## Your task
From the entries below, extract without alteration only the lines beginning with the line containing "Find the black smokestack" and ending with the line containing "(1095, 405)", both of these lines included.

## Input records
· · · ·
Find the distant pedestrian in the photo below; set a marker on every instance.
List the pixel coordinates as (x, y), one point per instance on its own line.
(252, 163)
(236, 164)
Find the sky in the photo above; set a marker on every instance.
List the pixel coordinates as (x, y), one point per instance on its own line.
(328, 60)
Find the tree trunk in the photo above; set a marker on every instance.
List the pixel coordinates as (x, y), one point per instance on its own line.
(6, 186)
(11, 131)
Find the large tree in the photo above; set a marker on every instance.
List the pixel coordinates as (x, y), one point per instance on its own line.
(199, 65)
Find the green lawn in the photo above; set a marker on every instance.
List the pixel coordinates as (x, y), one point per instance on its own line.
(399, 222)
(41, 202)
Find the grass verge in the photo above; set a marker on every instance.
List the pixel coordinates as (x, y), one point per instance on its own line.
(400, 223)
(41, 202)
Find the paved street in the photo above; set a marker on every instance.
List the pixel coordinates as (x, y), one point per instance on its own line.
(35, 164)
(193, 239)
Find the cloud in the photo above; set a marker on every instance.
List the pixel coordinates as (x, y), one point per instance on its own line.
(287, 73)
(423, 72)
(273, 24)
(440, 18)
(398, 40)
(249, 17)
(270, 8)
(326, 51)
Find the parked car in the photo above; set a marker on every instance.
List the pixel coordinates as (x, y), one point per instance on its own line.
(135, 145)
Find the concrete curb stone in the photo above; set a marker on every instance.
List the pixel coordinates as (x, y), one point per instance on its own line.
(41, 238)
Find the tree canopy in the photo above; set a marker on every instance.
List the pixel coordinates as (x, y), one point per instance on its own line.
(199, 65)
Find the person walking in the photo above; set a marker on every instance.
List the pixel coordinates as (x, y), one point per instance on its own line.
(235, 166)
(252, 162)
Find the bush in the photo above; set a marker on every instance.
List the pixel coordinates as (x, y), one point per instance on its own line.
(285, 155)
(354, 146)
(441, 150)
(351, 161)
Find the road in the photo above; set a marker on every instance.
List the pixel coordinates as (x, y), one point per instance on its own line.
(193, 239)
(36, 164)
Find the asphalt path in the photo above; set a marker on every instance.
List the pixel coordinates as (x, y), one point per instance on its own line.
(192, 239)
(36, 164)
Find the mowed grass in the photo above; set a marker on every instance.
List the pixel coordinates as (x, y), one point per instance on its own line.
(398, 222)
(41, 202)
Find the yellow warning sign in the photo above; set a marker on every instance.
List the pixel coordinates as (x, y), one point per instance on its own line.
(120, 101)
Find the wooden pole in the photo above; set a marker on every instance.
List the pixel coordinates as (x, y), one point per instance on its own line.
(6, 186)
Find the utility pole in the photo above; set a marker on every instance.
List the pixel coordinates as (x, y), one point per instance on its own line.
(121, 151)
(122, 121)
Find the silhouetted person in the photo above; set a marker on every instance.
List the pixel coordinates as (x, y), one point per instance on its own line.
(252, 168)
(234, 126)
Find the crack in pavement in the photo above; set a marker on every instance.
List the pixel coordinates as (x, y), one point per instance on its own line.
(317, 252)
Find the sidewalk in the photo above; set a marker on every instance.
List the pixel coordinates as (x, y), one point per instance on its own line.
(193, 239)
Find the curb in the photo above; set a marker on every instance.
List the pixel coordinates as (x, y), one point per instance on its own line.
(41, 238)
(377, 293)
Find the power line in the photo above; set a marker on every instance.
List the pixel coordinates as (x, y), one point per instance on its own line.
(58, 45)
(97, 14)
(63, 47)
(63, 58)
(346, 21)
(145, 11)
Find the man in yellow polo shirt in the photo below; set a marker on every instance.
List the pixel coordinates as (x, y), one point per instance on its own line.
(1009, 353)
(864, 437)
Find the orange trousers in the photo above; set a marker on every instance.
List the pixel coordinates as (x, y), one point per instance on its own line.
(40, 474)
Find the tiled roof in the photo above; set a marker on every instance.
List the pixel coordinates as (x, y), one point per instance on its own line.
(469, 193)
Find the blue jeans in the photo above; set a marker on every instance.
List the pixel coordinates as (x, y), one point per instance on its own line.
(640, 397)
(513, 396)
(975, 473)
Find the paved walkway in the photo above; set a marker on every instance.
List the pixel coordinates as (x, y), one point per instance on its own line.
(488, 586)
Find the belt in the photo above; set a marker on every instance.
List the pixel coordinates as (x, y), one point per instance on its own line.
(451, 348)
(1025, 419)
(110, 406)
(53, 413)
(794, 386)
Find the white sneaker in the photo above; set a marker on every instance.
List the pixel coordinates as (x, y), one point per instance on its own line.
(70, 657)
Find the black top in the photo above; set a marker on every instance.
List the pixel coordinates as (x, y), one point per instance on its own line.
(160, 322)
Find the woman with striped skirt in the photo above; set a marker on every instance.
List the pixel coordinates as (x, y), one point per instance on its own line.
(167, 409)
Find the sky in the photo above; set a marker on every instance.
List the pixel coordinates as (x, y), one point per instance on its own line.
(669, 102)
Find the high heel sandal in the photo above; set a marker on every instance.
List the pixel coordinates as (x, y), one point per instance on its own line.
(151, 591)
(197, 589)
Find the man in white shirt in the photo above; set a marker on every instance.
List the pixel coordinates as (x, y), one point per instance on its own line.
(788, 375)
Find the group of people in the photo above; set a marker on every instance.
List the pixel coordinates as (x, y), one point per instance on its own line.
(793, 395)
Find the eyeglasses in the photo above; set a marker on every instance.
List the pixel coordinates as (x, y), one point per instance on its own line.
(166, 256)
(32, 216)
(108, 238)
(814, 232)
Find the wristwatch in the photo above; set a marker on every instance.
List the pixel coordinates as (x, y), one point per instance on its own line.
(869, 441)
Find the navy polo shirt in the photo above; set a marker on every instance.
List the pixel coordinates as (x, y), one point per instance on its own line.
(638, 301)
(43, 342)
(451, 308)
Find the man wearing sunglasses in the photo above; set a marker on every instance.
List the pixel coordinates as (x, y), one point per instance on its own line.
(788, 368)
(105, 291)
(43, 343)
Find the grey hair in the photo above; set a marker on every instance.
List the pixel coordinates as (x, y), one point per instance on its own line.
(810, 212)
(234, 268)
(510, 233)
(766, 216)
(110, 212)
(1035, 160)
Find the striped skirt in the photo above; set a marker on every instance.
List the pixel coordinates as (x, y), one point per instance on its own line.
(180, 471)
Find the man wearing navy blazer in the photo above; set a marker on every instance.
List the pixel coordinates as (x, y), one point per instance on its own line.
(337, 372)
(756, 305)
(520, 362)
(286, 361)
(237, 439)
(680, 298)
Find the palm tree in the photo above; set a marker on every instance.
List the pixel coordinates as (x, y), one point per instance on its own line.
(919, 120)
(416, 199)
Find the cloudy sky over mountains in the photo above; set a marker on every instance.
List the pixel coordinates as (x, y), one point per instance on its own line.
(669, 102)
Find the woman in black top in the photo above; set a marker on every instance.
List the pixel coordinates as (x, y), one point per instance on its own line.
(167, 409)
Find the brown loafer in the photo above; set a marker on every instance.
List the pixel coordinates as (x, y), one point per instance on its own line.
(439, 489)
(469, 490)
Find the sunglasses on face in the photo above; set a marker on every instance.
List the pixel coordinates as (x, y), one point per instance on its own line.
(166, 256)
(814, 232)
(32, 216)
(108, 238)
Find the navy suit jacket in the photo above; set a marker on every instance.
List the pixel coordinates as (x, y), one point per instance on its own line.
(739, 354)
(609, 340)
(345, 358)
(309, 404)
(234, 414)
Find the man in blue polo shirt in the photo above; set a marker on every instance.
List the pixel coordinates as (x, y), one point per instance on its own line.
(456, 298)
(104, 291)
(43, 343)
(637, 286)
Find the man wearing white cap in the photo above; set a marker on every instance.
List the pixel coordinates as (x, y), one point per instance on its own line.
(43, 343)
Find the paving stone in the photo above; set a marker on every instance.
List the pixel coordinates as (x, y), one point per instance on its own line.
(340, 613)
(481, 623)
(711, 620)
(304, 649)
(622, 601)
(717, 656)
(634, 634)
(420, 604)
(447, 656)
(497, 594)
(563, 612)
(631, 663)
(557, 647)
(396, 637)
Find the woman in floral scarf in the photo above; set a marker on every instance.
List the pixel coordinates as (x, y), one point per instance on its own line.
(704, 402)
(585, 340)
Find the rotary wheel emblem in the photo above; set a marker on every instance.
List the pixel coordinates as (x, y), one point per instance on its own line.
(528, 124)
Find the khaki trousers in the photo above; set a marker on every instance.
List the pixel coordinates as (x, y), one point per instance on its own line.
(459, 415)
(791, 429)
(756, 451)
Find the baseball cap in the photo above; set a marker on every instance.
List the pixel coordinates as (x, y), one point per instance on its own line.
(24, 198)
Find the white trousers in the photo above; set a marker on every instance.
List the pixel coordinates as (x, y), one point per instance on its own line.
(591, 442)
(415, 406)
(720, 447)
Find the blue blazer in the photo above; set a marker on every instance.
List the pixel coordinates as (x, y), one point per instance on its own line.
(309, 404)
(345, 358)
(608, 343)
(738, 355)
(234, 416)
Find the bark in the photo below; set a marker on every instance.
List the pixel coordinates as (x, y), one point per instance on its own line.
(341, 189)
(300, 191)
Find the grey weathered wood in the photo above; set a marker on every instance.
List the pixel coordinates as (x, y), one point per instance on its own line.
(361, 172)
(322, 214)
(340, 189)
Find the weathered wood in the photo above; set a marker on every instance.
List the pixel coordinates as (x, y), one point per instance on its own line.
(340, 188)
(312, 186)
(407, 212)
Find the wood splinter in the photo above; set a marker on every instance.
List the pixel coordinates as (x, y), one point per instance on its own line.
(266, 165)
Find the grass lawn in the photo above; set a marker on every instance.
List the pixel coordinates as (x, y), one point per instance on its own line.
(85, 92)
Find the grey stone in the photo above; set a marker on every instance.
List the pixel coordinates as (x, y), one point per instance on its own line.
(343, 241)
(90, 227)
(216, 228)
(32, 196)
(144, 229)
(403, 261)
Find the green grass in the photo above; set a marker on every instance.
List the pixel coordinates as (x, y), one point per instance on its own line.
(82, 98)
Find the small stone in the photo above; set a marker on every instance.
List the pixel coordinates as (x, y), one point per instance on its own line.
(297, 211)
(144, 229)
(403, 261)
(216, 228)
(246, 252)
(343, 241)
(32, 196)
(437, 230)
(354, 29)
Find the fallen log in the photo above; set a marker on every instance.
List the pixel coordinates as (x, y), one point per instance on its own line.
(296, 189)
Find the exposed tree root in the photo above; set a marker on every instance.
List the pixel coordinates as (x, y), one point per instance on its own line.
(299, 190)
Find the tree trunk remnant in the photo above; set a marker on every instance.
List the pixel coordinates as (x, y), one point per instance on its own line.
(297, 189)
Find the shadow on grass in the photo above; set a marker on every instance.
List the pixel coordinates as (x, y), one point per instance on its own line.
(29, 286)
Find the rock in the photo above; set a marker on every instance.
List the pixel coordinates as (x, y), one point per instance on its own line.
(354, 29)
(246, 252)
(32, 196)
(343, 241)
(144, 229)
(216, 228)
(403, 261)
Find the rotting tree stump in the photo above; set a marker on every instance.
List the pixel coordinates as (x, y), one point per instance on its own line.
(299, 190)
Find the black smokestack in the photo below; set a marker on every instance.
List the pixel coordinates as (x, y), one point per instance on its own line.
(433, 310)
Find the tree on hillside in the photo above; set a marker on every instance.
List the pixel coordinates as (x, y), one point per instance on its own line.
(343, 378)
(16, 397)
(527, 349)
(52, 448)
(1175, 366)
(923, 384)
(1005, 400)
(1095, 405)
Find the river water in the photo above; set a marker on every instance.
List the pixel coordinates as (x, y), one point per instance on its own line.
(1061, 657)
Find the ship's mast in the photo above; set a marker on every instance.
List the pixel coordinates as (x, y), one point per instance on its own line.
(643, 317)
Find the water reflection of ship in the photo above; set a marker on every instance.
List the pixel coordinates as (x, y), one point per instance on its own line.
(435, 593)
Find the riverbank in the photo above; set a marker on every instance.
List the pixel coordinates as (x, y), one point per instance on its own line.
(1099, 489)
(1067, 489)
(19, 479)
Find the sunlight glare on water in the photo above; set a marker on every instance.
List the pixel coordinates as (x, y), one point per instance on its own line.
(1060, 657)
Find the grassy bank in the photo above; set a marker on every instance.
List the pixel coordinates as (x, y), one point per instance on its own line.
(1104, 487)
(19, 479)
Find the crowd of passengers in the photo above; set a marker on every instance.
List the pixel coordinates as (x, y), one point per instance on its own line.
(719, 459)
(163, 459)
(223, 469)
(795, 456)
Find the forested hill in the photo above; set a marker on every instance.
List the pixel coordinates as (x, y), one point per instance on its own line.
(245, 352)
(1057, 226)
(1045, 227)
· · · ·
## Correct response
Find the black smokestack in the photo below; set a marker on every instance.
List the pixel coordinates as (x, y), one point per instance on its own line.
(433, 310)
Find the tree on hillside in the photo above; set a marker on every instance.
List the pixel coordinates as (x, y), one point per instance on its own line.
(343, 378)
(16, 397)
(527, 349)
(52, 448)
(1175, 366)
(923, 384)
(1005, 400)
(1095, 405)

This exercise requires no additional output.